Pictures in the records are to be omitted; everything else is copied exactly.

(Beginning of Material provided)

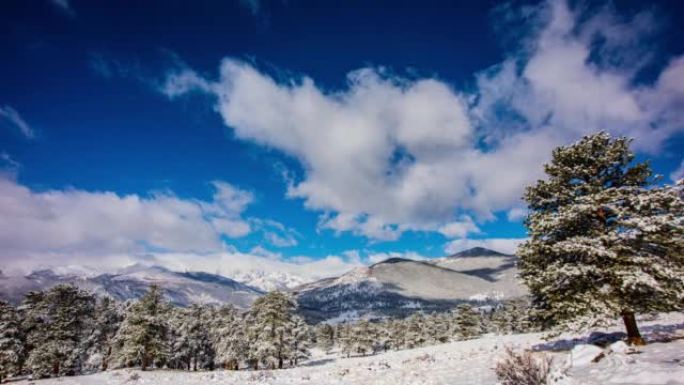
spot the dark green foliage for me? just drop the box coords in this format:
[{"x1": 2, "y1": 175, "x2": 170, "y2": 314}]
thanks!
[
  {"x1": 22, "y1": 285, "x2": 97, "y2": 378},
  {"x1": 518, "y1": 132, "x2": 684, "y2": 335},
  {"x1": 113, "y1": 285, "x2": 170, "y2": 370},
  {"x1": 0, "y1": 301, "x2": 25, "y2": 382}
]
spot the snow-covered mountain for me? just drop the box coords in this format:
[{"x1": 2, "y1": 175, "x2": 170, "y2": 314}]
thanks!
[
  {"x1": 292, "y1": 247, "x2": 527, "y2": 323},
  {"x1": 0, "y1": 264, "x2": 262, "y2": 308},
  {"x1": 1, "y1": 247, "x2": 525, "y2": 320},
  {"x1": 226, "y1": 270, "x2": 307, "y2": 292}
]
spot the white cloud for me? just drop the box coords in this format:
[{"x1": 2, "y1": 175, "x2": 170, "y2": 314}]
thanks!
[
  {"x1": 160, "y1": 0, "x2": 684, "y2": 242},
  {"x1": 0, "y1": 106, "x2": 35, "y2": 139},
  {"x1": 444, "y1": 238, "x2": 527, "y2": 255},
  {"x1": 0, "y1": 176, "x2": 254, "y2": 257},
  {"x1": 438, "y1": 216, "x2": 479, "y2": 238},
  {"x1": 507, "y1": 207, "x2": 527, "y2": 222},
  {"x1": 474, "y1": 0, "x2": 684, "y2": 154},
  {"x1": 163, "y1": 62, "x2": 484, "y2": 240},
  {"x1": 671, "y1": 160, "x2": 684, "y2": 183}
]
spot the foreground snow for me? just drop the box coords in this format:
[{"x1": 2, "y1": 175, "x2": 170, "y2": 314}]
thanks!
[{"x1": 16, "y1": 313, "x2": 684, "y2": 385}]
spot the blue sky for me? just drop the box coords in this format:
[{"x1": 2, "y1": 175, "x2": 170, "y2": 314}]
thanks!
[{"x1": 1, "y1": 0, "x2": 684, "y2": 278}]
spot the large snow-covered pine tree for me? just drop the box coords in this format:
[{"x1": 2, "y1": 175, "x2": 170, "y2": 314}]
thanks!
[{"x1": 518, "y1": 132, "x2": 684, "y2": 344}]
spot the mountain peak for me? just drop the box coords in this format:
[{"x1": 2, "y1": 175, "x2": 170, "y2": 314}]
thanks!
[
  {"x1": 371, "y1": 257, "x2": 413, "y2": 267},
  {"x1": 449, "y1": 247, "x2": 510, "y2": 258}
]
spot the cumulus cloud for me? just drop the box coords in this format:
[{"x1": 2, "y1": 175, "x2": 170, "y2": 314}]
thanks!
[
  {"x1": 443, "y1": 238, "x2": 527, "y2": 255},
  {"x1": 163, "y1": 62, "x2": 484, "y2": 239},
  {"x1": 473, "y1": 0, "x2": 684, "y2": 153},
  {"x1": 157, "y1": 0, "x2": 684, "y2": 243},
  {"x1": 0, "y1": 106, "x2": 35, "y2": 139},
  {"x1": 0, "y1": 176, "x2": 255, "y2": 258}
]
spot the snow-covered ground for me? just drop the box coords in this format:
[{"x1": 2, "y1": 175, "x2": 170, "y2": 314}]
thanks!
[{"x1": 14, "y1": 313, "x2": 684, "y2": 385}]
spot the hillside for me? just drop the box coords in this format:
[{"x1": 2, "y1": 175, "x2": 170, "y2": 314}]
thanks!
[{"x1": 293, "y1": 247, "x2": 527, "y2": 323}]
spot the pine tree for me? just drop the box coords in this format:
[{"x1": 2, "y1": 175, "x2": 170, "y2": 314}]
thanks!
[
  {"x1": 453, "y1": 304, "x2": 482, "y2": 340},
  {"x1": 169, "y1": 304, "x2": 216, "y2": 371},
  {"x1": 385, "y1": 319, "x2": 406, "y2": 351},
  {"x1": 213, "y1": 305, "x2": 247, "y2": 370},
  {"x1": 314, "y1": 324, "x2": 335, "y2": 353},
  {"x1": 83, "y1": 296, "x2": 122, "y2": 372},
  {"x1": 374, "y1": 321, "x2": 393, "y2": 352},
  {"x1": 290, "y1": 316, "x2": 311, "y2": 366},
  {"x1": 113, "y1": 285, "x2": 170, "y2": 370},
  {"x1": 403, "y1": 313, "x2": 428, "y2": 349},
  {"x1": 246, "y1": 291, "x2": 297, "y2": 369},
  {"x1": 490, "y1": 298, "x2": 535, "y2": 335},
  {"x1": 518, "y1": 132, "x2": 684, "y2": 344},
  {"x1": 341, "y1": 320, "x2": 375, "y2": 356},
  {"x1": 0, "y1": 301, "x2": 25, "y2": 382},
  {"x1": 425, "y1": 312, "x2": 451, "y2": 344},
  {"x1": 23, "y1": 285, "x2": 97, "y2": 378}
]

(End of Material provided)

**Solution to this exercise:**
spot the dark green foliage for me? just drop the box coords in this format:
[{"x1": 2, "y1": 175, "x2": 170, "y2": 314}]
thanks!
[
  {"x1": 22, "y1": 285, "x2": 97, "y2": 378},
  {"x1": 518, "y1": 132, "x2": 684, "y2": 335},
  {"x1": 113, "y1": 285, "x2": 170, "y2": 370},
  {"x1": 0, "y1": 301, "x2": 25, "y2": 382}
]
spot the snow-covered mountain for me? just drop the box coords in this format:
[{"x1": 2, "y1": 175, "x2": 170, "y2": 314}]
thanks!
[
  {"x1": 292, "y1": 247, "x2": 527, "y2": 323},
  {"x1": 0, "y1": 264, "x2": 262, "y2": 308},
  {"x1": 1, "y1": 247, "x2": 525, "y2": 320},
  {"x1": 226, "y1": 270, "x2": 307, "y2": 292}
]
spot the white cloud for me? just drop the box coords in this format:
[{"x1": 2, "y1": 175, "x2": 170, "y2": 314}]
thanks!
[
  {"x1": 160, "y1": 0, "x2": 684, "y2": 242},
  {"x1": 0, "y1": 106, "x2": 35, "y2": 139},
  {"x1": 444, "y1": 238, "x2": 527, "y2": 255},
  {"x1": 0, "y1": 176, "x2": 254, "y2": 257},
  {"x1": 438, "y1": 216, "x2": 479, "y2": 238},
  {"x1": 507, "y1": 207, "x2": 527, "y2": 222},
  {"x1": 474, "y1": 0, "x2": 684, "y2": 154},
  {"x1": 163, "y1": 62, "x2": 484, "y2": 240},
  {"x1": 671, "y1": 160, "x2": 684, "y2": 183}
]
spot the foreground snow for me? just drop the box coords in this format:
[{"x1": 2, "y1": 175, "x2": 170, "y2": 314}]
thanks!
[{"x1": 16, "y1": 313, "x2": 684, "y2": 385}]
spot the blue sky for me? just drop the box coords in this format:
[{"x1": 2, "y1": 175, "x2": 170, "y2": 314}]
thanks!
[{"x1": 1, "y1": 0, "x2": 684, "y2": 278}]
spot the large snow-covered pine tree for me? just drop the box coords in this format:
[{"x1": 2, "y1": 175, "x2": 170, "y2": 314}]
thanks!
[{"x1": 518, "y1": 132, "x2": 684, "y2": 344}]
spot the mountain peak for me? just drop the box coords in this format:
[{"x1": 2, "y1": 175, "x2": 170, "y2": 314}]
thanks!
[
  {"x1": 371, "y1": 257, "x2": 413, "y2": 267},
  {"x1": 449, "y1": 247, "x2": 510, "y2": 258}
]
spot the cumulus cloud for me? just drop the box coords in this format:
[{"x1": 2, "y1": 175, "x2": 170, "y2": 314}]
thanks!
[
  {"x1": 443, "y1": 238, "x2": 527, "y2": 255},
  {"x1": 163, "y1": 62, "x2": 484, "y2": 239},
  {"x1": 473, "y1": 0, "x2": 684, "y2": 153},
  {"x1": 157, "y1": 0, "x2": 684, "y2": 243},
  {"x1": 0, "y1": 106, "x2": 35, "y2": 139},
  {"x1": 0, "y1": 176, "x2": 255, "y2": 258}
]
spot the snow-covered ground for me? just drop the box coords in this format:
[{"x1": 2, "y1": 175, "x2": 170, "y2": 314}]
thanks!
[{"x1": 14, "y1": 313, "x2": 684, "y2": 385}]
spot the hillside for me? just drop the box coords in this format:
[{"x1": 2, "y1": 175, "x2": 170, "y2": 314}]
thanks!
[{"x1": 293, "y1": 247, "x2": 527, "y2": 323}]
spot the pine tree for me? just drop the box coords in this format:
[{"x1": 2, "y1": 175, "x2": 170, "y2": 314}]
thanks!
[
  {"x1": 453, "y1": 304, "x2": 482, "y2": 340},
  {"x1": 169, "y1": 304, "x2": 216, "y2": 371},
  {"x1": 385, "y1": 319, "x2": 406, "y2": 351},
  {"x1": 213, "y1": 305, "x2": 247, "y2": 370},
  {"x1": 314, "y1": 324, "x2": 335, "y2": 353},
  {"x1": 83, "y1": 296, "x2": 122, "y2": 372},
  {"x1": 374, "y1": 321, "x2": 393, "y2": 352},
  {"x1": 290, "y1": 316, "x2": 311, "y2": 366},
  {"x1": 113, "y1": 285, "x2": 170, "y2": 370},
  {"x1": 403, "y1": 313, "x2": 428, "y2": 349},
  {"x1": 246, "y1": 291, "x2": 297, "y2": 369},
  {"x1": 490, "y1": 298, "x2": 535, "y2": 335},
  {"x1": 518, "y1": 132, "x2": 684, "y2": 344},
  {"x1": 341, "y1": 320, "x2": 375, "y2": 356},
  {"x1": 0, "y1": 301, "x2": 25, "y2": 382},
  {"x1": 425, "y1": 312, "x2": 451, "y2": 344},
  {"x1": 23, "y1": 285, "x2": 97, "y2": 378}
]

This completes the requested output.